Gather every line below that contains the string "sauce", copying each one in full. Case counts, so match only that exact capitalization.

***

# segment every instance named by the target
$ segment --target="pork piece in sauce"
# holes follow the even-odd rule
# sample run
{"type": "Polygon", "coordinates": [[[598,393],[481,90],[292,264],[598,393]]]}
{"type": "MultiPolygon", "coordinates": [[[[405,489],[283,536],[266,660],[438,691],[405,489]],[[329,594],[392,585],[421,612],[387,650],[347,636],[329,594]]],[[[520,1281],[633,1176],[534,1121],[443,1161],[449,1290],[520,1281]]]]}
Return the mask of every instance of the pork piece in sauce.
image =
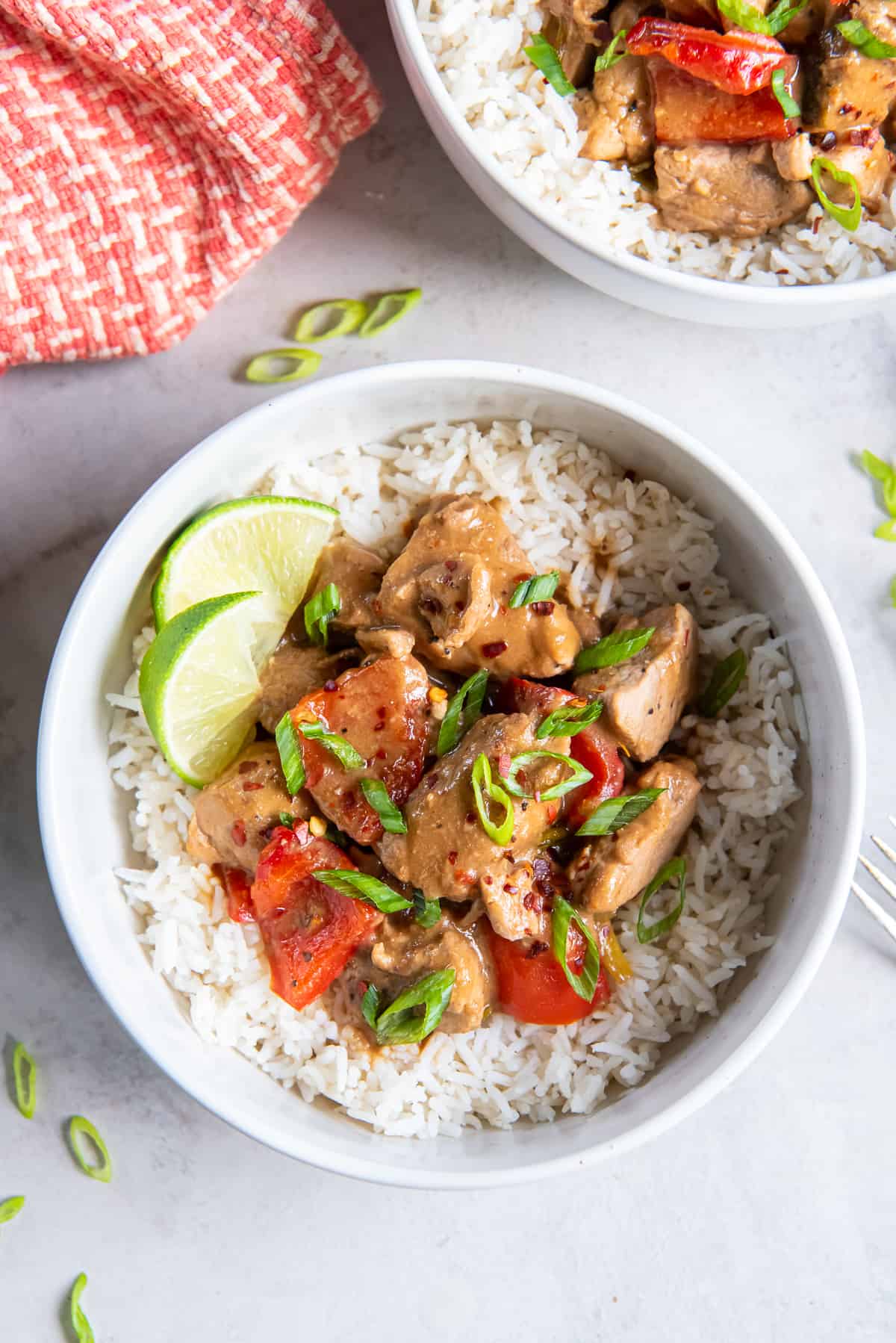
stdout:
{"type": "Polygon", "coordinates": [[[422,928],[410,915],[387,915],[371,951],[371,962],[376,970],[395,976],[386,986],[390,997],[423,975],[453,968],[454,988],[439,1030],[476,1030],[494,1003],[494,968],[485,919],[467,928],[450,913],[443,913],[433,928],[422,928]]]}
{"type": "Polygon", "coordinates": [[[579,635],[559,600],[508,606],[535,569],[497,509],[472,496],[437,501],[390,565],[382,619],[415,638],[416,651],[459,676],[553,677],[568,670],[579,635]]]}
{"type": "Polygon", "coordinates": [[[255,741],[196,798],[188,853],[197,862],[255,872],[283,811],[308,817],[310,800],[304,792],[290,798],[275,744],[255,741]]]}
{"type": "Polygon", "coordinates": [[[430,732],[429,685],[416,658],[379,658],[344,672],[293,709],[293,723],[321,723],[365,761],[348,770],[320,741],[302,740],[308,791],[324,815],[359,843],[375,843],[383,834],[361,779],[382,779],[398,807],[420,780],[430,732]]]}
{"type": "Polygon", "coordinates": [[[650,642],[625,662],[576,677],[578,694],[603,702],[602,724],[635,760],[652,760],[666,744],[697,690],[700,631],[686,607],[661,606],[617,630],[654,627],[650,642]]]}
{"type": "Polygon", "coordinates": [[[653,165],[657,204],[669,228],[752,238],[787,224],[815,199],[785,181],[767,144],[660,145],[653,165]]]}
{"type": "Polygon", "coordinates": [[[666,791],[622,830],[587,843],[567,869],[576,904],[591,915],[611,915],[634,900],[674,855],[695,818],[700,782],[690,760],[657,760],[635,780],[641,788],[666,791]]]}
{"type": "MultiPolygon", "coordinates": [[[[407,834],[384,835],[379,846],[384,865],[402,881],[418,886],[427,900],[472,900],[481,894],[492,927],[502,937],[535,936],[539,901],[532,896],[537,874],[532,860],[544,831],[559,814],[557,800],[513,798],[513,835],[497,845],[485,833],[476,810],[470,774],[480,753],[501,782],[510,757],[523,751],[545,749],[535,728],[540,720],[528,713],[489,714],[480,719],[461,743],[442,756],[423,776],[404,808],[407,834]]],[[[567,755],[568,739],[555,737],[549,749],[567,755]]],[[[519,782],[535,794],[568,775],[559,760],[539,761],[519,782]]],[[[502,815],[496,808],[498,821],[502,815]]],[[[537,894],[537,892],[536,892],[537,894]]]]}

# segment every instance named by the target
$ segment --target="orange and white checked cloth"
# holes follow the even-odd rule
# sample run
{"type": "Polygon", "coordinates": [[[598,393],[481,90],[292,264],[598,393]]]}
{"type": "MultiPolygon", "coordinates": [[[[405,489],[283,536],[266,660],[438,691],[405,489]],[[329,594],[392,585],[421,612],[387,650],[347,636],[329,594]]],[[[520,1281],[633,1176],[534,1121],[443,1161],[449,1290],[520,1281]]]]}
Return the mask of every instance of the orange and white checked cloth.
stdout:
{"type": "Polygon", "coordinates": [[[322,0],[0,0],[0,372],[181,340],[379,110],[322,0]]]}

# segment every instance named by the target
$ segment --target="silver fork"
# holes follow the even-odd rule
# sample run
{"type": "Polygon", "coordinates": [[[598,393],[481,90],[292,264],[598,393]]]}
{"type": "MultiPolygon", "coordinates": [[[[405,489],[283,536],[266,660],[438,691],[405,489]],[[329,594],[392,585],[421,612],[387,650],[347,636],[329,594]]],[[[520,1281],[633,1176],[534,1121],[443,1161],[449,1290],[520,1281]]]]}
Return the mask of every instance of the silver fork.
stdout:
{"type": "MultiPolygon", "coordinates": [[[[896,817],[889,817],[888,819],[891,826],[896,826],[896,817]]],[[[872,835],[872,841],[877,845],[884,857],[889,858],[893,866],[896,866],[896,851],[891,849],[888,843],[884,843],[879,835],[872,835]]],[[[880,868],[876,868],[873,862],[869,862],[861,853],[858,854],[858,861],[865,872],[870,873],[877,885],[887,892],[891,900],[896,901],[896,881],[892,881],[891,877],[881,872],[880,868]]],[[[896,919],[893,919],[892,915],[888,915],[883,905],[879,905],[876,900],[872,900],[868,892],[862,890],[862,888],[854,881],[852,884],[852,892],[854,896],[858,896],[872,919],[876,919],[881,928],[884,928],[893,941],[896,941],[896,919]]]]}

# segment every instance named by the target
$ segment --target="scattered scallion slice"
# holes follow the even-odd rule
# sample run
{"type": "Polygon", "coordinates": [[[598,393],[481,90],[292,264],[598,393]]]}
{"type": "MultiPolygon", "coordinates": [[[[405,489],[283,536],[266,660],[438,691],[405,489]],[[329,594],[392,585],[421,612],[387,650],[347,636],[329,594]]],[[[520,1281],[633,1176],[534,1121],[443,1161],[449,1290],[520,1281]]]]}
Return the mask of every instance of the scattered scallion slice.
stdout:
{"type": "Polygon", "coordinates": [[[562,98],[568,98],[570,94],[575,93],[575,85],[571,85],[563,74],[563,66],[556,50],[543,34],[533,32],[529,38],[529,46],[524,47],[523,51],[562,98]]]}
{"type": "Polygon", "coordinates": [[[427,900],[422,890],[414,889],[414,917],[420,928],[433,928],[442,917],[438,900],[427,900]]]}
{"type": "Polygon", "coordinates": [[[316,349],[266,349],[262,355],[255,355],[246,365],[247,383],[294,383],[300,377],[310,377],[321,367],[321,356],[316,349]],[[271,363],[286,360],[294,364],[292,372],[274,373],[271,363]]]}
{"type": "Polygon", "coordinates": [[[627,792],[621,798],[607,798],[599,807],[595,807],[584,825],[576,830],[578,835],[609,835],[615,830],[622,830],[630,821],[639,817],[642,811],[652,807],[665,788],[642,788],[639,792],[627,792]]]}
{"type": "Polygon", "coordinates": [[[19,1215],[24,1206],[24,1194],[15,1194],[12,1198],[4,1198],[3,1203],[0,1203],[0,1222],[11,1222],[13,1217],[19,1215]]]}
{"type": "Polygon", "coordinates": [[[535,577],[523,579],[513,588],[513,595],[508,602],[509,607],[531,606],[532,602],[549,602],[557,590],[560,571],[551,569],[549,573],[536,573],[535,577]]]}
{"type": "Polygon", "coordinates": [[[516,782],[516,776],[520,770],[525,770],[527,766],[535,764],[536,760],[559,760],[562,764],[570,767],[572,774],[568,779],[562,779],[560,783],[552,784],[549,788],[537,792],[539,802],[553,802],[555,798],[563,798],[567,792],[572,792],[580,784],[587,783],[592,775],[590,770],[586,770],[583,764],[574,760],[572,756],[559,755],[556,751],[521,751],[519,756],[513,756],[506,775],[502,778],[504,787],[508,792],[512,792],[514,798],[535,798],[535,792],[527,792],[516,782]]]}
{"type": "Polygon", "coordinates": [[[94,1332],[90,1328],[90,1320],[81,1309],[81,1295],[87,1285],[87,1275],[78,1273],[71,1287],[71,1296],[69,1297],[69,1319],[71,1320],[71,1328],[74,1330],[78,1343],[95,1343],[94,1332]]]}
{"type": "Polygon", "coordinates": [[[343,599],[334,583],[328,583],[325,588],[316,592],[310,602],[305,603],[302,619],[305,620],[305,634],[312,643],[322,643],[326,647],[329,622],[339,615],[343,599]]]}
{"type": "Polygon", "coordinates": [[[582,649],[575,659],[576,676],[582,676],[583,672],[596,672],[598,667],[611,667],[617,662],[627,662],[629,658],[634,658],[642,649],[646,649],[654,634],[656,626],[653,624],[639,630],[615,630],[613,634],[607,634],[604,639],[598,639],[590,647],[582,649]]]}
{"type": "Polygon", "coordinates": [[[576,732],[596,723],[603,713],[600,700],[591,700],[590,704],[574,704],[563,709],[555,709],[543,719],[535,731],[539,741],[545,737],[574,737],[576,732]]]}
{"type": "Polygon", "coordinates": [[[107,1185],[111,1179],[111,1158],[109,1156],[109,1148],[103,1143],[102,1138],[97,1132],[94,1124],[83,1115],[73,1115],[69,1120],[69,1146],[71,1148],[71,1155],[81,1166],[85,1175],[90,1175],[90,1179],[102,1180],[107,1185]],[[87,1139],[87,1143],[83,1140],[87,1139]],[[90,1144],[97,1150],[99,1158],[98,1162],[91,1162],[90,1144]]]}
{"type": "Polygon", "coordinates": [[[837,32],[842,34],[850,46],[861,51],[869,60],[892,60],[896,56],[896,47],[889,42],[883,42],[858,19],[845,19],[836,24],[837,32]]]}
{"type": "Polygon", "coordinates": [[[416,308],[423,297],[422,289],[402,289],[392,294],[380,294],[376,304],[357,328],[359,336],[380,336],[395,322],[416,308]]]}
{"type": "Polygon", "coordinates": [[[563,896],[553,897],[553,912],[551,915],[551,950],[563,967],[563,974],[567,976],[570,987],[575,990],[579,998],[584,998],[584,1001],[590,1003],[598,987],[598,975],[600,974],[600,952],[598,951],[598,944],[591,936],[590,929],[584,925],[570,901],[564,900],[563,896]],[[587,944],[582,972],[578,975],[572,974],[567,959],[567,941],[570,937],[571,923],[575,923],[587,944]]]}
{"type": "Polygon", "coordinates": [[[747,654],[743,649],[735,649],[721,662],[716,662],[709,685],[697,701],[697,708],[704,719],[715,719],[721,713],[728,700],[747,674],[747,654]]]}
{"type": "Polygon", "coordinates": [[[438,756],[453,751],[463,733],[469,732],[480,717],[488,680],[488,672],[474,672],[472,677],[467,677],[457,694],[449,700],[445,717],[439,724],[438,741],[435,743],[435,753],[438,756]]]}
{"type": "Polygon", "coordinates": [[[513,803],[504,788],[492,779],[492,766],[489,764],[489,757],[484,752],[476,757],[473,772],[470,774],[470,783],[473,786],[473,798],[476,800],[480,825],[485,830],[489,839],[504,847],[513,838],[513,803]],[[496,802],[500,807],[504,807],[504,818],[500,825],[496,825],[489,817],[489,808],[485,800],[486,798],[496,802]]]}
{"type": "Polygon", "coordinates": [[[21,1041],[19,1041],[12,1050],[12,1085],[19,1113],[24,1115],[26,1119],[34,1119],[36,1081],[38,1065],[21,1041]]]}
{"type": "Polygon", "coordinates": [[[684,858],[670,858],[660,872],[656,874],[650,885],[646,888],[641,897],[641,907],[638,909],[638,941],[647,943],[656,941],[657,937],[664,937],[668,932],[672,932],[674,925],[681,919],[681,913],[685,907],[685,880],[688,877],[688,864],[684,858]],[[656,923],[646,924],[643,916],[647,912],[647,905],[653,896],[656,896],[660,886],[665,886],[666,881],[678,880],[678,904],[668,913],[664,919],[657,919],[656,923]]]}
{"type": "Polygon", "coordinates": [[[382,779],[361,779],[361,792],[380,818],[383,830],[388,830],[392,835],[407,834],[404,817],[390,798],[382,779]]]}
{"type": "Polygon", "coordinates": [[[854,234],[862,218],[862,197],[853,175],[846,172],[845,168],[838,168],[837,164],[833,164],[830,158],[825,158],[823,154],[818,154],[811,161],[811,184],[830,218],[836,219],[848,232],[854,234]],[[834,181],[841,183],[844,187],[852,187],[852,205],[838,205],[836,200],[830,199],[821,184],[822,172],[830,173],[834,181]]]}
{"type": "Polygon", "coordinates": [[[292,798],[305,787],[305,764],[296,725],[289,712],[277,724],[274,741],[279,752],[279,767],[286,779],[286,791],[292,798]]]}
{"type": "Polygon", "coordinates": [[[454,979],[453,967],[437,970],[400,992],[376,1018],[373,1030],[380,1045],[416,1045],[431,1035],[451,1001],[454,979]]]}
{"type": "Polygon", "coordinates": [[[379,877],[371,877],[365,872],[352,872],[351,868],[332,868],[314,873],[314,881],[322,882],[332,890],[339,890],[340,896],[349,900],[365,900],[368,905],[375,905],[380,913],[396,915],[400,909],[410,909],[411,901],[399,896],[379,877]]]}
{"type": "Polygon", "coordinates": [[[326,732],[324,724],[314,723],[297,723],[296,731],[305,737],[306,741],[317,741],[320,745],[326,747],[330,755],[334,755],[344,770],[363,770],[367,760],[356,751],[351,741],[345,737],[340,737],[336,732],[326,732]]]}
{"type": "Polygon", "coordinates": [[[298,318],[293,340],[332,340],[334,336],[351,336],[367,317],[367,304],[359,298],[330,298],[325,304],[314,304],[298,318]]]}
{"type": "Polygon", "coordinates": [[[783,111],[785,117],[789,120],[791,117],[798,117],[801,113],[801,106],[787,87],[787,77],[783,70],[772,70],[771,73],[771,91],[778,99],[778,105],[783,111]]]}

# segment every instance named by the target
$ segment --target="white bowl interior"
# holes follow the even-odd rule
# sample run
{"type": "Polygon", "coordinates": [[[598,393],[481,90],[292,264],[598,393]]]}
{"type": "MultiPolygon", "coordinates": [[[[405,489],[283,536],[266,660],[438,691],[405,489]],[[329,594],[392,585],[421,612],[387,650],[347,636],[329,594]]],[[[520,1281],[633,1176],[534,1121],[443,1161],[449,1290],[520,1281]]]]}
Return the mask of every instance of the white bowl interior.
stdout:
{"type": "Polygon", "coordinates": [[[392,365],[317,383],[250,411],[173,466],[132,509],[75,599],[40,728],[40,822],[59,908],[118,1018],[203,1104],[316,1164],[395,1183],[462,1187],[532,1178],[606,1156],[670,1124],[731,1078],[794,1006],[833,936],[858,843],[864,737],[852,666],[807,561],[762,502],[711,454],[610,393],[556,375],[469,361],[392,365]],[[717,1021],[670,1049],[647,1081],[590,1117],[461,1140],[387,1139],[337,1108],[305,1104],[235,1053],[206,1045],[133,936],[111,868],[132,861],[128,799],[106,768],[109,710],[145,619],[153,560],[183,522],[243,492],[290,445],[321,451],[388,439],[437,419],[528,419],[572,428],[623,466],[693,497],[717,518],[735,590],[785,634],[810,728],[806,800],[780,857],[775,944],[742,972],[717,1021]],[[222,488],[222,482],[223,488],[222,488]],[[89,799],[86,803],[83,799],[89,799]]]}

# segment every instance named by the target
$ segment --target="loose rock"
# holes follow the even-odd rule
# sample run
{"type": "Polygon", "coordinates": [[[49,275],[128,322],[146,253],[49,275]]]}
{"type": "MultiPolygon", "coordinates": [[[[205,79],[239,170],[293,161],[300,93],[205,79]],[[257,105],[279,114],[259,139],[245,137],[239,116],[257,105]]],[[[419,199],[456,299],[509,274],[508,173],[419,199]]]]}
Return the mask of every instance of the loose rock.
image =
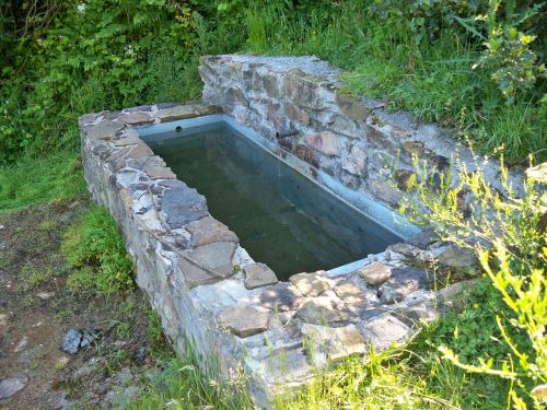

***

Exercise response =>
$ segment --target="pork piece in sauce"
Return the mask of every instance of the pork piece in sauce.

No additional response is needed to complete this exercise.